ABOUT THIS TASK:
Resume the passage about the author's PDP-11 implementation in VHDL, continuing after its last sentence in the same first-person voice.

EXCERPTED PASSAGE:
<<<<

In- and excluding specific parts of the CPU, MMU, or even entire peripherals to implement the different functions of the different PDP11 system models is done by regular signals and if-then-else statements – the compilers and optimizers do an excellent job of turning this into efficient core; there seems to be very little overhead as a result of this coding style. I’ve not really tried to write very resource efficient core either. The VHDL coding style is simple – maybe even naive, and probably violating a lot of coding best practices. In my own defence, I should probably say that this is the first design I’ve worked on that is more complex than pushing buttons to turn leds on and off.
Source organization
The sources and other files are organized in a fairly flat directory. The main VHDL sources, Macro-11 sources for the bootstraps, test programs and terminal are in the top level directory. The tools – Richard Krehbiel’s Macro-11 etc – are in a subdirectory.
Every board that I use is defined in a subdirectory; these subdirectories contain the top level VHDL source for that board, and also any board-specific VHDL if required. See the page titled ‘Files’ for a more detailed explanation of what each file is.
Performance
The goal that I set has been to get the VHDL to work, and as correct as possible – not to get the maximum speed out of it; any speed ‘correct for the period’ is really good enough. Having said that, I’m obviously very happy and proud that the CPU is in most cases considerably faster than the original models. It could have been a lot faster still, if I had not made a major mistake in the design of the memory interface very early in development; some of the memory access runs at half cycle – which I thought at the time was a smart trick to make it go faster, but I realize now that I actually did the opposite. To remove this mistake would mean almost a complete redesign though, and I’m not going to.
Walter’s w11 is a lot faster though. When compared to this table, where w11 reaches 160-168 Hanoi’s per second, pdp2011 reaches about 38 with the CPU running at 10 Mhz, which is not the maximum speed I’ve ever been able to get, but a decent baseline that is stable on most boards. I’ve not yet been able to compile the Dhrystone test yet, so the numbers for that cannot be compared. Still, looking at the Hanoi number for 11/53+, pdp2011 is about three times as fast as that.

>>>>

DATA FOR REVIEW:
<<<<

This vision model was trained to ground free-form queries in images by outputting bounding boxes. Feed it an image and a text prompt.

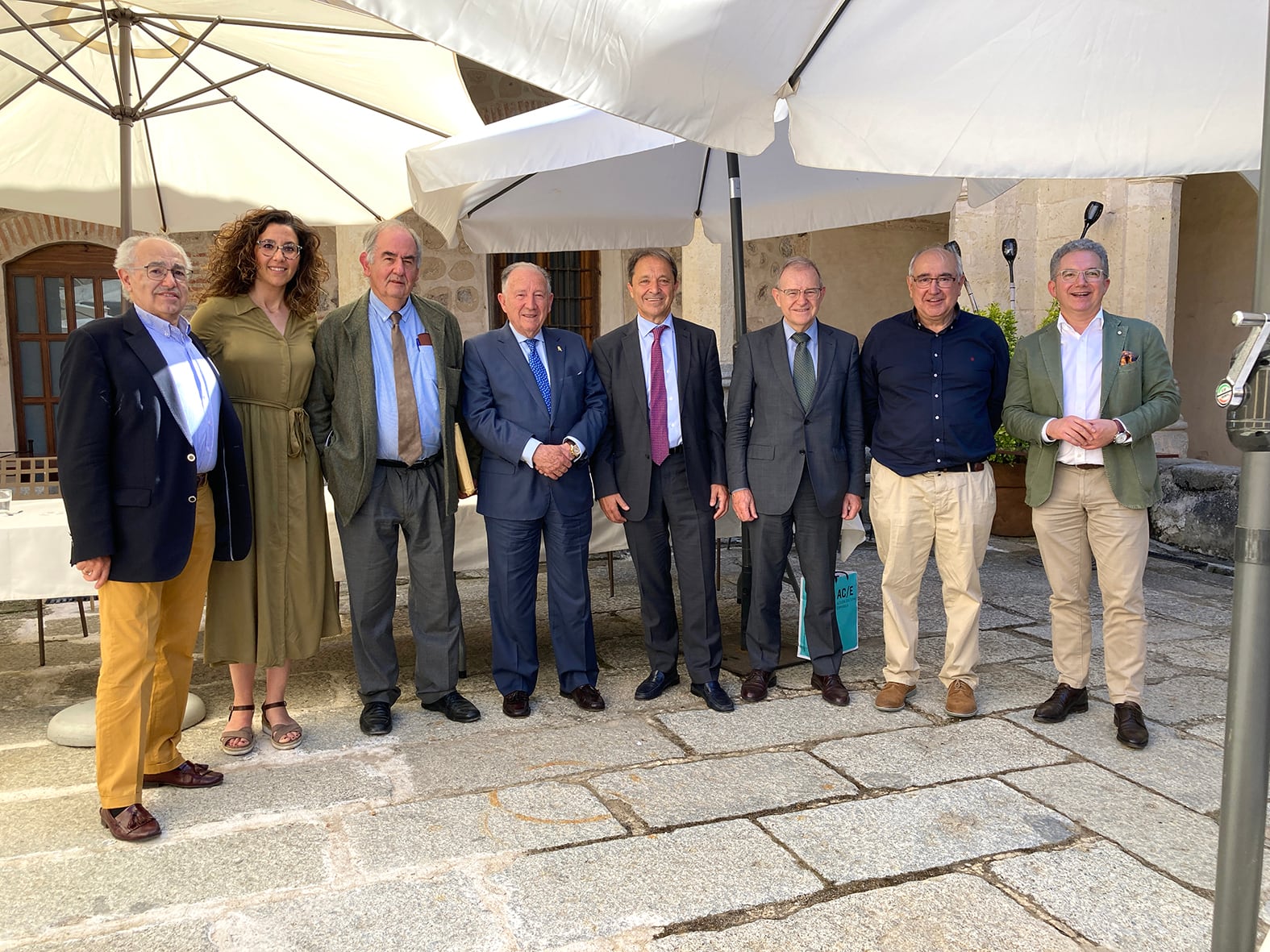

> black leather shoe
[635,670,680,700]
[560,684,605,711]
[689,680,737,713]
[358,700,393,736]
[503,691,530,717]
[740,667,776,700]
[423,691,480,724]
[811,674,851,707]
[1032,682,1089,724]
[1111,700,1149,750]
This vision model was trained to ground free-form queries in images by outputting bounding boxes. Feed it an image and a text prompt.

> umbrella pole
[727,152,755,647]
[118,16,132,237]
[1212,10,1270,952]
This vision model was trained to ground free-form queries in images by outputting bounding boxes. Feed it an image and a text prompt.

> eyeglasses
[1058,268,1107,285]
[131,261,189,285]
[256,239,300,261]
[908,274,956,288]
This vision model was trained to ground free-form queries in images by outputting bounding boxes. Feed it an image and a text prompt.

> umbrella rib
[789,0,851,93]
[692,148,714,218]
[0,0,110,110]
[464,172,537,218]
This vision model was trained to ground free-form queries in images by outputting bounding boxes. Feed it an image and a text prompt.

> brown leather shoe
[142,760,225,787]
[943,678,979,717]
[1032,682,1089,724]
[560,684,605,711]
[98,804,163,843]
[811,674,851,707]
[1111,700,1149,750]
[874,680,917,711]
[740,667,776,700]
[503,691,530,717]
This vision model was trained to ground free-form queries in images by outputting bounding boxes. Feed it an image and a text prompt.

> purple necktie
[647,324,671,466]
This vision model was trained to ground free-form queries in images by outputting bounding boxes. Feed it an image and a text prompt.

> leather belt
[375,452,444,470]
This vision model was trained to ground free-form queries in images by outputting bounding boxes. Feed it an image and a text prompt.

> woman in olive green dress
[192,208,340,755]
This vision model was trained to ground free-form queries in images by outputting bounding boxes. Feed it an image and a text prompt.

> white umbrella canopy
[0,0,481,231]
[406,102,1014,254]
[351,0,1266,177]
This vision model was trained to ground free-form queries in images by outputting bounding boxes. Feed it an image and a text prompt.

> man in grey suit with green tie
[1003,239,1181,749]
[305,219,480,734]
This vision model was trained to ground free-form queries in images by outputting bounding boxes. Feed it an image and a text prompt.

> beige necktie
[390,311,423,466]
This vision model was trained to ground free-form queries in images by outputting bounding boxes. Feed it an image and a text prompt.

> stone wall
[1151,459,1239,561]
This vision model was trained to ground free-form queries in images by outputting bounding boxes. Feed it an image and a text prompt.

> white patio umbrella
[406,102,1014,252]
[352,0,1266,177]
[0,0,481,232]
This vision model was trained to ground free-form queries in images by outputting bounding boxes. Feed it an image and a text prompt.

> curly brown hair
[202,208,331,315]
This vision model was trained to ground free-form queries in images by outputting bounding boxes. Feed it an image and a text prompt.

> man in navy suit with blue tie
[462,261,608,717]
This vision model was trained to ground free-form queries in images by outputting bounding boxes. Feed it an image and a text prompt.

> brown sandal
[221,705,256,757]
[260,700,305,750]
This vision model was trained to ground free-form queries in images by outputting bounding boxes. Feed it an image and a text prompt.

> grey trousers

>>>>

RESPONSE:
The copyrights to the VHDL described on this site are held by me. Basically, you can run the core for personal use, but you cannot use it commercially. See the licence description in the source files for more information.
Other PDP-11 projects
- POP11, created by Yoshihiro Iida at the Tokai University of Japan; it is a PDP-11/40 that runs Unix V6. It’s implemented in SFL, a language that is used to generate Verilog. There appear to be no recent developments, but it was probably the first working PDP-11 in a FPGA capable of running Unix.
- Brad Parker‘s Verilog PDP-11, a 11/34 that is verified to be correct by running it in simulation alongside SIMH.
- Walter Müller‘s w11, which currently is an 11/70 in VHDL, including a real cache implementation and capable of impressive speed.
- And of course SIMH, the brilliant simulator by Bob Supnik that is a reference for all things PDP-11 and a lot more.
Thanks
Several people I’ve never even talked to or emailed with have still contributed to this project. I owe a big thankyou to Al Kossow for running bitsavers.org, with it’s enormous amount of documentation and software. Without access to this information, the project would not have been possible at all. But I also would like to thank to some slightly less famous people, like John Kent, and Tim Boscke whose work taught me the first basics of how to make a CPU work; and Bill Buzbee for inspiring me to start working on my own blinkenlights project.